Stated problem: List every line of the records below that contains the word "green", copying each such line in full.
** Begin Records for the task **
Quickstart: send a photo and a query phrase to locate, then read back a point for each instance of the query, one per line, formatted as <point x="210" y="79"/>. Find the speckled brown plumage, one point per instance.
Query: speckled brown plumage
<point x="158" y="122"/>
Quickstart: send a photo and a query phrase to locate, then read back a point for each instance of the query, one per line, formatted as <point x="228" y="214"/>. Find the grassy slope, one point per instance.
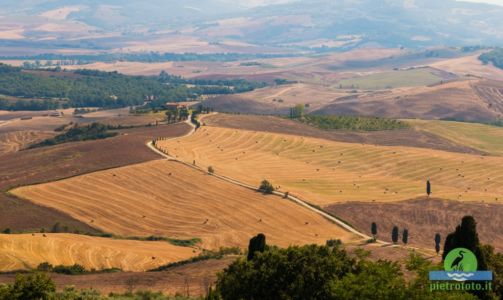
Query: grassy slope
<point x="327" y="172"/>
<point x="168" y="199"/>
<point x="485" y="138"/>
<point x="394" y="79"/>
<point x="28" y="251"/>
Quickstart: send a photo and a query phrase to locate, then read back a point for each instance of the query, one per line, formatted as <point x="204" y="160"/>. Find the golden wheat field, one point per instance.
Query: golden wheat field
<point x="26" y="251"/>
<point x="169" y="199"/>
<point x="324" y="172"/>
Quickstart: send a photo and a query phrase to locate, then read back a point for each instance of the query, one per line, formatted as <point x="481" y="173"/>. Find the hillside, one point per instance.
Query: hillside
<point x="324" y="172"/>
<point x="21" y="252"/>
<point x="165" y="198"/>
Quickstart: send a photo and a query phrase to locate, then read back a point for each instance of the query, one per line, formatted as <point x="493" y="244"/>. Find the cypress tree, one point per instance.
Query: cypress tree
<point x="373" y="229"/>
<point x="257" y="244"/>
<point x="394" y="235"/>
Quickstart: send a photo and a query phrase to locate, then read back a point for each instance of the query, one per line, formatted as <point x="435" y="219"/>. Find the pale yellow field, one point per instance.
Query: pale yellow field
<point x="26" y="251"/>
<point x="325" y="172"/>
<point x="482" y="137"/>
<point x="169" y="199"/>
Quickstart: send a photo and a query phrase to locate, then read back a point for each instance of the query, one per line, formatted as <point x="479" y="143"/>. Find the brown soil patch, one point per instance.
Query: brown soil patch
<point x="408" y="137"/>
<point x="455" y="100"/>
<point x="169" y="199"/>
<point x="15" y="141"/>
<point x="325" y="172"/>
<point x="423" y="218"/>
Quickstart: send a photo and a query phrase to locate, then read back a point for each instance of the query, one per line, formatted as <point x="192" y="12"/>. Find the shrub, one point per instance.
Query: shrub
<point x="266" y="187"/>
<point x="76" y="269"/>
<point x="354" y="123"/>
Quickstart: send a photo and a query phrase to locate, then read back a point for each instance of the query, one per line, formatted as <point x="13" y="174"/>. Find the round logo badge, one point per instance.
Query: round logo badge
<point x="460" y="260"/>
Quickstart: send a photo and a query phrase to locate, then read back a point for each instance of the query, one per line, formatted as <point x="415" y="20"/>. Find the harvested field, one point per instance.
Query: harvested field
<point x="492" y="93"/>
<point x="485" y="138"/>
<point x="286" y="96"/>
<point x="469" y="65"/>
<point x="454" y="100"/>
<point x="27" y="251"/>
<point x="326" y="172"/>
<point x="70" y="159"/>
<point x="194" y="277"/>
<point x="65" y="160"/>
<point x="408" y="137"/>
<point x="423" y="217"/>
<point x="42" y="121"/>
<point x="169" y="199"/>
<point x="17" y="140"/>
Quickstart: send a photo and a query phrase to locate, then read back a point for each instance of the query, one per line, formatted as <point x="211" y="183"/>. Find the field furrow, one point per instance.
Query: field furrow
<point x="324" y="172"/>
<point x="169" y="199"/>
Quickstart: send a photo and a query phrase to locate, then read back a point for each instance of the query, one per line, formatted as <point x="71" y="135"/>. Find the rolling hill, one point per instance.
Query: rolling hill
<point x="325" y="172"/>
<point x="27" y="251"/>
<point x="165" y="198"/>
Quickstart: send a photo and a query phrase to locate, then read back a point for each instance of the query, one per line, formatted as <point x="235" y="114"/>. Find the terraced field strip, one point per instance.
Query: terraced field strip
<point x="26" y="251"/>
<point x="486" y="138"/>
<point x="166" y="198"/>
<point x="327" y="172"/>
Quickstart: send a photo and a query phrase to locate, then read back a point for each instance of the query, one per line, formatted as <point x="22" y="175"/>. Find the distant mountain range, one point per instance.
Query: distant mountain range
<point x="301" y="24"/>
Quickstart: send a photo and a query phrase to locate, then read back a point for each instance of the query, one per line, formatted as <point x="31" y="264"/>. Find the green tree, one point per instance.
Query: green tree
<point x="257" y="244"/>
<point x="382" y="280"/>
<point x="36" y="286"/>
<point x="373" y="229"/>
<point x="405" y="236"/>
<point x="394" y="234"/>
<point x="293" y="273"/>
<point x="465" y="236"/>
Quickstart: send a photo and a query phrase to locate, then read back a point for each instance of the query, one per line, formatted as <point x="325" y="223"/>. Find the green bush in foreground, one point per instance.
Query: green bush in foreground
<point x="322" y="272"/>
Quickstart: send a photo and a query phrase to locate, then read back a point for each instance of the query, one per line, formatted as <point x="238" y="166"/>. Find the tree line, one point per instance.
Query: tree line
<point x="330" y="272"/>
<point x="347" y="122"/>
<point x="149" y="57"/>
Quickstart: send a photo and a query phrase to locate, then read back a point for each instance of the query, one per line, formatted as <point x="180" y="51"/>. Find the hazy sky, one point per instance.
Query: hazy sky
<point x="498" y="2"/>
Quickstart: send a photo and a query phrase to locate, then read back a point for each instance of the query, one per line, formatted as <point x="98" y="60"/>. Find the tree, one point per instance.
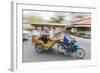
** End Records for the task **
Result of the exercise:
Quickstart: send a photo and a query phrase to locate, then read back a point for each instance of the query, one per line, formatted as <point x="31" y="264"/>. Find the green tree, one point per instance.
Query: green tree
Quickstart: send a photo and a query phrase to locate, then read back a point for each instance of the query, one per line, formatted as <point x="325" y="223"/>. Find the green bush in foreground, one point per instance.
Query: green bush in foreground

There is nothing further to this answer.